Short term load forecasting (STLF) has several characteristics that are attractive to the forecasting community:

  1. (1)

    Large volume of time series data. Many utilities today have been storing hourly loads at system level for at least 5 years, or over 40,000 records.

  2. (2)

    High quality data. Due to the maturity of the metering technology today, many utilities are comfortable with the data quality at the corporate level. Most outliers are physically explainable, such as system outages, demand response activities, etc.

  3. (3)

    Multiple patterns of seasonality. Three seasonal patterns are often being investigated in STLF: hours of a day, days of a week and months of a year.

  4. (4)

    Load is highly dependent on several explanatory variables. For instance, electricity consumption is highly correlated to temperature due to space heating and cooling needs in today’s world.

  5. (5)

    High accuracy requirement. Mean Absolute Percentage Error (MAPE) in 1 day ahead hourly load forecasting at a corporate level is typically \(<5\,\%\).

  6. (6)

    Societal necessity. Modern society is irreversibly dependent on electric power. Improving STLF quality can help system reliability and energy efficiency by bringing accuracy to a higher level than before, which means less outages, greener environment, and reductions of costs.

As a result, dozens of techniques have been applied to short-term load forecasting, such as regression analysis (Hong et al. 2010, 2011; Hong 2010), time series models, artificial neural networks (ANN) (Hippert et al. 2001; Khotanzad et al. 1998), and fuzzy regression (Al-Kandari et al. 2004; Song et al. 2005). Many of these techniques have been progressively improved by the scientific community over the past three decades. Several of the techniques have been adopted for production use in the utilities (Khotanzad et al. 1998; Hong et al. 2010; Hong 2010; Fan et al. 2009; Fan and Hyndman 2012).

Fuzzy regression is introduced to overcome some of the limitations of linear regression, such as the vague relationship between the response variable and predictor variable(s), an insufficient number of observations, and error distributions which are difficult to verify. The fundamental difference between the assumptions of the two techniques is on the deviations between the observed values and the estimated values. These values are supposed to be errors in measurement or observations that occur in linear regression models, but are assumed to depend on the indefiniteness of the system structure in fuzzy regression. The earliest formulation of fuzzy regression analysis was later named as the Min problem, which minimizes the fuzziness such that the membership of every estimated interval is above a certain threshold (Tanaka et al. 1982). Two other formulations, the Max problem and the Conjunction problem were then proposed (Tanaka 1987; Tanaka and Watada 1988; Tanaka et al. 1989).

= Dataset section =
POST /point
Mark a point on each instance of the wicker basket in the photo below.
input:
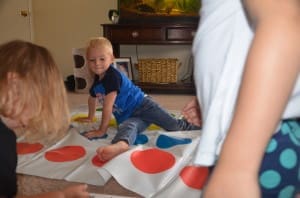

= What is being asked =
For each statement, answer yes or no to whether it agrees with the passage on short-term load forecasting, and quote the passage's deciding words.
(a) Many utilities have stored hourly system-level loads for at least five years.
(b) Most outliers in the load data cannot be physically explained.
(c) The earliest formulation of fuzzy regression analysis was later named the Max problem.
The lines above are separate material and do not belong to the passage on short-term load forecasting.

= The completed task =
(a) Yes: "Many utilities today have been storing hourly loads at system level for at least 5 years, or over 40,000 records."
(b) No: "Most outliers are physically explainable, such as system outages, demand response activities, etc."
(c) No: "The earliest formulation of fuzzy regression analysis was later named as the Min problem"